Reproduce everything from the line containing "green tree, given" down to the end of the items, requests included, and raise every point coordinate in the answers by 71. Give only those lines.

Stored dataset items
_ _ _ _ _ _ _

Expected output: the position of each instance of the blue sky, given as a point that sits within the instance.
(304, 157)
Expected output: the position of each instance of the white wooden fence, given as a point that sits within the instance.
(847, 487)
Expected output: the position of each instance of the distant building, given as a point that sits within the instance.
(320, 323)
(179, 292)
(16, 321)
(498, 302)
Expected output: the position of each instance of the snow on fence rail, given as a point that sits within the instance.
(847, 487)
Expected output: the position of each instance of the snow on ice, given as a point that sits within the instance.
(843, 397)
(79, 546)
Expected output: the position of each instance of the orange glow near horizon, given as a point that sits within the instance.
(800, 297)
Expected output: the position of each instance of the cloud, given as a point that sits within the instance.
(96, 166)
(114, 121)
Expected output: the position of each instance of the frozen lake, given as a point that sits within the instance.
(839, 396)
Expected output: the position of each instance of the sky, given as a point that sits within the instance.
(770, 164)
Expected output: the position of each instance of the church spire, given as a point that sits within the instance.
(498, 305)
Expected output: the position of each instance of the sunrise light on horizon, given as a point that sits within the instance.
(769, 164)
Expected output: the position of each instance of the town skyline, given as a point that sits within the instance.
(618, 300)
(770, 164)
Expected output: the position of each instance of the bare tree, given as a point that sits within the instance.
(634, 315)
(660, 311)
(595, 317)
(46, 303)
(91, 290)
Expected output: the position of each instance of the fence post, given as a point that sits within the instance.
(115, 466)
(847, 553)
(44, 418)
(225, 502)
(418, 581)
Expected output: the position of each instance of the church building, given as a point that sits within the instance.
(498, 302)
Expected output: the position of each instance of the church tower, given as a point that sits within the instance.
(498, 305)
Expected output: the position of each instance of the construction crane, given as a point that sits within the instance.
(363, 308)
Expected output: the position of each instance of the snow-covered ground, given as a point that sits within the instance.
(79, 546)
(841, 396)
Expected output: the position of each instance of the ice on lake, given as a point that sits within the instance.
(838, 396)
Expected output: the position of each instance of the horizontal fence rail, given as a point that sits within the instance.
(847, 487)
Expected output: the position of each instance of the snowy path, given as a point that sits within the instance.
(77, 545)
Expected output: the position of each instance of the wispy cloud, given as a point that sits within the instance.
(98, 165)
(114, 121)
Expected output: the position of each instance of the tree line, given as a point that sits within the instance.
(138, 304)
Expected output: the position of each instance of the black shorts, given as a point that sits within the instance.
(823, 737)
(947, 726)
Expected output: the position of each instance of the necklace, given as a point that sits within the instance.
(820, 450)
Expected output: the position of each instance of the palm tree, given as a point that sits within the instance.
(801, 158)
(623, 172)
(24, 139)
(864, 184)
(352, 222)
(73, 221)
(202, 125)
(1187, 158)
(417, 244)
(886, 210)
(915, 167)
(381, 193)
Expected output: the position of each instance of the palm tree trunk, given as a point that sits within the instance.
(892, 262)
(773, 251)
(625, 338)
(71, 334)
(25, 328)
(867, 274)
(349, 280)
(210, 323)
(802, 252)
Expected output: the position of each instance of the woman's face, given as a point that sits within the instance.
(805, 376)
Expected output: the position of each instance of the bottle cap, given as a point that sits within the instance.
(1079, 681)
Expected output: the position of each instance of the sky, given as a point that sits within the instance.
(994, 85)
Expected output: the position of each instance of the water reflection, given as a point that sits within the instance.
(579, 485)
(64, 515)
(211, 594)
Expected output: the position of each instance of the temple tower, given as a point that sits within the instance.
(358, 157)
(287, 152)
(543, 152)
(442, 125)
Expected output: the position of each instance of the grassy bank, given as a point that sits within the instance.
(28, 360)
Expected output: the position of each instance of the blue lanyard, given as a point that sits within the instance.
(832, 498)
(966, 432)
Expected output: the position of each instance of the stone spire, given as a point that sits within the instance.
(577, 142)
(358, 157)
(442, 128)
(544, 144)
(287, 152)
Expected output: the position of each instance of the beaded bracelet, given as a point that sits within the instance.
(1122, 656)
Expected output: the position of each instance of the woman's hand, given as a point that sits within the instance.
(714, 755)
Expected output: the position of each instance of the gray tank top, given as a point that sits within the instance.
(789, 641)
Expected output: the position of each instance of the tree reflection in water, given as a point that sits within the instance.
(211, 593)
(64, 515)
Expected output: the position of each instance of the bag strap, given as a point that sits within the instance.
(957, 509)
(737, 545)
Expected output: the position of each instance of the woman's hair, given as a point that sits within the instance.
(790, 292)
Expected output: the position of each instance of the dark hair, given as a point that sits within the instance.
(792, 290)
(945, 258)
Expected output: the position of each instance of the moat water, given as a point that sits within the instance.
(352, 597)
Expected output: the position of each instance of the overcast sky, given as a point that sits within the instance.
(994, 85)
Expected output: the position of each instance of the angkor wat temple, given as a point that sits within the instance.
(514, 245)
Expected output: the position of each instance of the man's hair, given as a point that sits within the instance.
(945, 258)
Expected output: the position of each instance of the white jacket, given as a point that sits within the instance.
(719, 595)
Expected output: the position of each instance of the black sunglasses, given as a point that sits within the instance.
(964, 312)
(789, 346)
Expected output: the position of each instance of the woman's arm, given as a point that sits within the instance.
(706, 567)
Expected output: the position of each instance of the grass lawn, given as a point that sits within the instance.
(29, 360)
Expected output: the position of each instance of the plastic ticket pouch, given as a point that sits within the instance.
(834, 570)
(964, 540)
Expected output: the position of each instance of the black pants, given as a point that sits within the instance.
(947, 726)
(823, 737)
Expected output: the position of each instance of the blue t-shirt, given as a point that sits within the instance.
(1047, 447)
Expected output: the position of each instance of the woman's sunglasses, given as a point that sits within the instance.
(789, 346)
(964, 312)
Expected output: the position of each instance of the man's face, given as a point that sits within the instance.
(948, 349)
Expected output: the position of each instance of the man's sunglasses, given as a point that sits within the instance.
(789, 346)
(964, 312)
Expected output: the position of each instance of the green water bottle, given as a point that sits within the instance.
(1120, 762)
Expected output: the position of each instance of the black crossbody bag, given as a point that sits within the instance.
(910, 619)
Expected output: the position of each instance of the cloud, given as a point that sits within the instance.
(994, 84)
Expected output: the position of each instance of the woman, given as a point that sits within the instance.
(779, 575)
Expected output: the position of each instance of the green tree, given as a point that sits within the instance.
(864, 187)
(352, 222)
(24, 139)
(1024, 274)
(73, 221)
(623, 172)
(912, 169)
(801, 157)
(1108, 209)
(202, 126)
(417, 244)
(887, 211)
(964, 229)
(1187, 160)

_ _ _ _ _ _ _

## Solution to this exercise
Expected output: the position of each instance of the green tree, given as a point that sits within the instance.
(935, 258)
(423, 293)
(95, 210)
(1095, 345)
(144, 292)
(694, 243)
(983, 240)
(872, 228)
(1179, 280)
(273, 197)
(488, 315)
(958, 282)
(1035, 300)
(1258, 231)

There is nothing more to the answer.